■ Exercise objective
Reproduce the stretch of rows below from the one containing "If you could mark the bolt" through the last row, both ends included, requests and all. Multiply every point coordinate in the answers by 2.05 and round to a whole number, with halves going up.

■ Data lines

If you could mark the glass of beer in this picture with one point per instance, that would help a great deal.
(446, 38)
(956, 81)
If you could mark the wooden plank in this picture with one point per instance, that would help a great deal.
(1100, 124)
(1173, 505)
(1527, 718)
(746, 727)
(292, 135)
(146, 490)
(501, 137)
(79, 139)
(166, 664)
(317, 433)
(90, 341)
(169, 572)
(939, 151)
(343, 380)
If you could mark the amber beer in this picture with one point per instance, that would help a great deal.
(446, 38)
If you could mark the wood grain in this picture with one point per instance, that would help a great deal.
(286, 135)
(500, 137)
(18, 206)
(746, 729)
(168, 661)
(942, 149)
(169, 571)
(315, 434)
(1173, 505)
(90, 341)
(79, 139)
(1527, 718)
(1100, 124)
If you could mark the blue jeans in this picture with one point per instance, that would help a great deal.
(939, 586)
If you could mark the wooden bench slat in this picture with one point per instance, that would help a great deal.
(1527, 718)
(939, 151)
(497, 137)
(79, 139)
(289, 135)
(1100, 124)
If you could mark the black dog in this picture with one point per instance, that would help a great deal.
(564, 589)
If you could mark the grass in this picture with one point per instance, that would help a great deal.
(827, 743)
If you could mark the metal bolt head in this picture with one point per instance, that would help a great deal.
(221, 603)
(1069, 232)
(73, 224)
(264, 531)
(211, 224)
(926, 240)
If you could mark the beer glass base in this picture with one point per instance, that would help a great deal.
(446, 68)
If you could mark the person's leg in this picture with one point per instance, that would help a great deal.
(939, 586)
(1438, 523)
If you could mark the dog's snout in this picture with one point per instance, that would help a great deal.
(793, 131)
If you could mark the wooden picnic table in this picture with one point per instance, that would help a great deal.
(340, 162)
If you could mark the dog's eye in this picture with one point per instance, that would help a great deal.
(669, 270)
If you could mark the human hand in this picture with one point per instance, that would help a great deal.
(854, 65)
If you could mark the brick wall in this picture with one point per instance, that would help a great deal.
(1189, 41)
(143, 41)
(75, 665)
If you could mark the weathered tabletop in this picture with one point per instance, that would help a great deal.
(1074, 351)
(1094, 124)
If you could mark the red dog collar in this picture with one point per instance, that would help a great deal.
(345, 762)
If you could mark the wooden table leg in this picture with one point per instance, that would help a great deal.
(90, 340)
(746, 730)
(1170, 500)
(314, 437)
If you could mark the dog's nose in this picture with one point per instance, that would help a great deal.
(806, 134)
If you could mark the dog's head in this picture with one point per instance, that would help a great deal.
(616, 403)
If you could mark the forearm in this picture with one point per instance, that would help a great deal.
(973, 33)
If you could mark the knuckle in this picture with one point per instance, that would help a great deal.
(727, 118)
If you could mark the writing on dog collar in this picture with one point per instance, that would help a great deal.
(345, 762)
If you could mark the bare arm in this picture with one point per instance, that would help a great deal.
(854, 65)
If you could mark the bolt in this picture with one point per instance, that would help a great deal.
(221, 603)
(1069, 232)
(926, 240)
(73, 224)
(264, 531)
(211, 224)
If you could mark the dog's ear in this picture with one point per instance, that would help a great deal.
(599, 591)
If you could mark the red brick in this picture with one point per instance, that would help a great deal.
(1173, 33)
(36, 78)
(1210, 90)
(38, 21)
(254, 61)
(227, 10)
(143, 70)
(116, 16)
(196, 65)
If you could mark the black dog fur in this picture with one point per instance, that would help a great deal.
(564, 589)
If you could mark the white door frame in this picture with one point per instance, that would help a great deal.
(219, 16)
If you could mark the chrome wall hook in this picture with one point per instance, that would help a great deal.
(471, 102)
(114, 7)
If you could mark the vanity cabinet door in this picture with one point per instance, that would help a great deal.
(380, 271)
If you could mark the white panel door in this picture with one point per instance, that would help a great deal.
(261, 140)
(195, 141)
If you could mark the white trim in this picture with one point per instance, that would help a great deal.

■ Answer to the task
If you could mark the bolt in this picture with one point per instance, that would help a great deal.
(453, 1236)
(2191, 476)
(1898, 492)
(150, 459)
(541, 1089)
(433, 459)
If you could mark the dog's ear in this picture with one point per instance, that would help a great deal.
(1228, 1212)
If you could mark the red brick in this picture with one point per instance, that would help a great deal.
(2405, 68)
(74, 160)
(2481, 185)
(78, 43)
(521, 125)
(465, 21)
(293, 144)
(238, 33)
(402, 133)
If you could mark the black dog fur in this picture with one point per instance, that would help a great deal.
(1156, 1207)
If you could mark the white door frame in this picture with one point per instance, that would help a great deal.
(449, 33)
If you could mark the chrome wall hook in this picture with one point per instance, that would help a great deal.
(966, 209)
(234, 14)
If you could mark the vanity cabinet door in this picture with one point per instance, that would help a great deal.
(779, 556)
If you could mark the white panel door in this picture with one point per instance, that would help a great deal.
(535, 287)
(400, 289)
If you could mark the white trim in this picture with one point per instance, that would help a great deal.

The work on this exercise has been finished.